**EXERCISE BRIEF**
Give again exactly the lines that run from the start of the records to the line holding "Provide the mask of every instance of the windshield.", both ends counted. Do not include the pictures.

Saved data entries:

============================================================

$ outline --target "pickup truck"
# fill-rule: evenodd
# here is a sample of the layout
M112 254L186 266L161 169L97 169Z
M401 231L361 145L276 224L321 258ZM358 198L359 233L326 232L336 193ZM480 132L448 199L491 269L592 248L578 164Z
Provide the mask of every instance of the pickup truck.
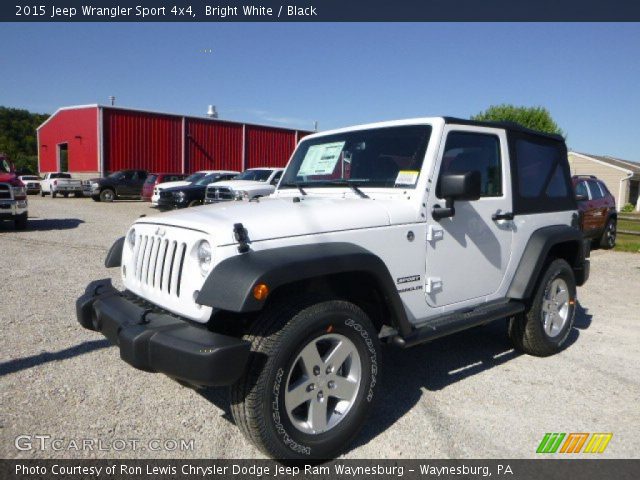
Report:
M204 203L251 200L271 195L284 168L249 168L232 180L212 183L207 187Z
M50 194L51 198L56 198L56 195L61 194L67 198L69 194L73 194L74 197L82 197L82 188L82 180L72 179L70 173L45 173L44 178L40 181L40 196L44 197Z
M0 221L11 220L16 230L24 230L28 216L24 183L8 168L6 162L0 163Z
M142 187L149 172L120 170L104 178L91 179L91 198L96 202L113 202L121 198L142 198Z
M269 197L124 233L105 260L124 289L91 282L79 323L138 369L229 386L246 438L297 460L353 441L382 343L506 320L515 349L552 355L589 276L564 139L450 117L309 135Z

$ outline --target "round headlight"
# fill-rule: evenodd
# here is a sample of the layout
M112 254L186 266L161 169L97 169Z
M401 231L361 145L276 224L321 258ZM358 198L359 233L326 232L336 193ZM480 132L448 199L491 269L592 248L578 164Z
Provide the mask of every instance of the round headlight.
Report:
M249 198L249 192L247 192L246 190L236 190L234 194L235 194L236 200Z
M133 250L133 247L136 244L136 229L132 228L131 230L129 230L129 233L127 234L127 242L129 242L129 248L131 248Z
M187 196L187 194L186 194L186 193L184 193L184 192L174 192L173 196L174 196L175 198L177 198L178 200L182 201L182 200L184 200L184 199L185 199L185 197Z
M201 240L198 244L198 265L202 275L206 275L211 268L211 244L206 240Z

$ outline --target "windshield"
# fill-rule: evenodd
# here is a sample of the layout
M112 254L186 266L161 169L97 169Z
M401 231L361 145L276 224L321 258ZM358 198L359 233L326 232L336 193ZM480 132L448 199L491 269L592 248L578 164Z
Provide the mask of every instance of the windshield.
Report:
M209 175L205 175L200 180L195 182L196 185L209 185L211 182L215 182L220 178L219 173L210 173Z
M22 177L23 180L40 180L38 177L36 177L35 175L24 175Z
M52 173L49 178L71 178L69 173Z
M185 178L184 181L185 182L197 182L198 180L200 180L205 175L206 174L202 173L202 172L192 173L187 178Z
M266 182L273 173L273 170L245 170L240 175L233 177L234 180L253 180L255 182Z
M123 172L113 172L109 175L107 175L107 178L113 178L114 180L117 180L121 177L124 177L124 173Z
M156 183L156 178L158 178L157 175L149 174L149 176L144 181L144 183L146 183L147 185L151 185L152 183Z
M415 188L431 127L408 125L303 140L280 188L351 184Z

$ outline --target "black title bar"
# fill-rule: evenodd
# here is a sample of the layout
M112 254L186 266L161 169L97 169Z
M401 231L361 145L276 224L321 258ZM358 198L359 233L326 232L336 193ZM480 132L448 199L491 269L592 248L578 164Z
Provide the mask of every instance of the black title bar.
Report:
M2 2L2 22L640 21L636 0L220 0Z

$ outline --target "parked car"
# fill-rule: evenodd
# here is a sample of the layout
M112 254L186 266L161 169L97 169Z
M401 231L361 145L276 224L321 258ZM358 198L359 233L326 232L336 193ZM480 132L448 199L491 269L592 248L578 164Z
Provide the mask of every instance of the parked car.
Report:
M120 198L141 198L146 170L120 170L104 178L91 179L91 198L96 202L113 202Z
M150 202L153 190L161 183L177 182L186 177L183 173L150 173L142 185L142 200Z
M13 221L16 230L27 228L27 189L7 161L0 161L0 221Z
M177 182L167 182L162 185L157 185L153 189L153 196L151 197L151 206L157 207L158 201L160 200L160 191L165 188L173 188L173 187L184 187L186 185L190 185L200 179L202 179L205 175L210 175L212 173L220 173L220 174L229 174L229 175L238 175L240 172L236 172L233 170L199 170L197 172L192 173L184 180L180 180Z
M280 181L283 168L249 168L226 182L207 187L205 203L251 200L271 195Z
M574 175L571 181L585 238L602 248L615 247L618 227L615 197L605 183L594 175Z
M305 137L259 202L136 220L105 261L123 291L92 282L76 312L136 368L230 386L261 451L327 459L378 395L381 342L507 320L519 351L565 348L588 252L560 135L383 122Z
M204 203L207 185L234 178L237 173L210 173L200 180L179 187L163 188L160 190L158 208L171 210L174 208L195 207Z
M82 181L71 178L71 174L66 172L45 173L40 181L40 196L44 197L47 194L51 195L51 198L56 198L56 195L67 198L70 194L81 197Z
M27 195L40 193L40 177L37 175L21 175L18 177L27 189Z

============================================================

**REPLY**
$ outline --target "pickup truck"
# fill-rule: evenodd
# here is a sample of the layout
M112 254L186 266L161 169L97 169Z
M401 231L361 145L276 224L321 258ZM358 198L359 233L326 232L336 193ZM480 132L448 199L491 269L592 248L578 164Z
Provide the mask of every instance of the pickup truck.
Report:
M204 203L251 200L271 195L284 168L249 168L232 180L212 183L207 187Z
M50 194L51 198L56 198L56 195L61 194L67 198L69 194L73 194L74 197L82 197L82 188L82 180L72 179L70 173L45 173L44 178L40 181L40 196L44 197Z
M0 221L11 220L16 230L24 230L28 216L24 183L8 168L6 162L0 163Z
M142 187L149 172L120 170L104 178L91 179L91 198L96 202L113 202L121 198L142 198Z
M269 197L124 233L105 260L124 289L91 282L79 323L138 369L229 386L246 438L297 460L353 441L382 343L506 320L515 349L552 355L589 276L564 139L450 117L309 135Z

$ outline --target "round headlight"
# fill-rule: evenodd
# here is a sample of the layout
M112 254L186 266L161 169L97 169Z
M401 231L361 145L276 224L321 258ZM358 198L359 233L326 232L336 193ZM480 132L448 199L491 269L592 248L578 164Z
Provide the mask of every instance of the round headlight.
Report:
M249 198L249 192L247 192L246 190L236 190L234 194L235 194L236 200Z
M133 250L133 247L136 244L136 229L132 228L131 230L129 230L129 233L127 234L127 242L129 242L129 248L131 248Z
M187 196L187 194L186 194L186 193L184 193L184 192L174 192L173 196L174 196L175 198L177 198L178 200L182 201L182 200L184 200L184 199L185 199L185 197Z
M201 240L198 244L198 265L202 275L206 275L211 268L211 244L206 240Z

$ outline --target "windshield"
# fill-rule: evenodd
# here is a sample of the layout
M112 254L186 266L161 169L97 169Z
M401 231L361 145L276 224L321 258ZM358 198L359 233L326 232L336 193ZM480 132L448 199L491 269L592 248L578 164Z
Provide the mask of every instance of the windshield.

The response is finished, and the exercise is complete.